━━ DATA ENTRIES

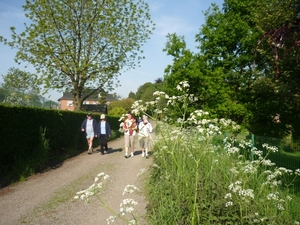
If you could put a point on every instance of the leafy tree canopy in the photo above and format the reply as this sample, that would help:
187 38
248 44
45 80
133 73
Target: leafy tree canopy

━━━━

## SHORT TASK
Write out every line of the records above verbatim, omitting the pictures.

## TASK RESPONSE
If you could put a point on every instance of the leafy tree canopy in the photo above and format the reply as this sample, that would help:
187 38
248 44
45 80
133 73
Target: leafy tree canopy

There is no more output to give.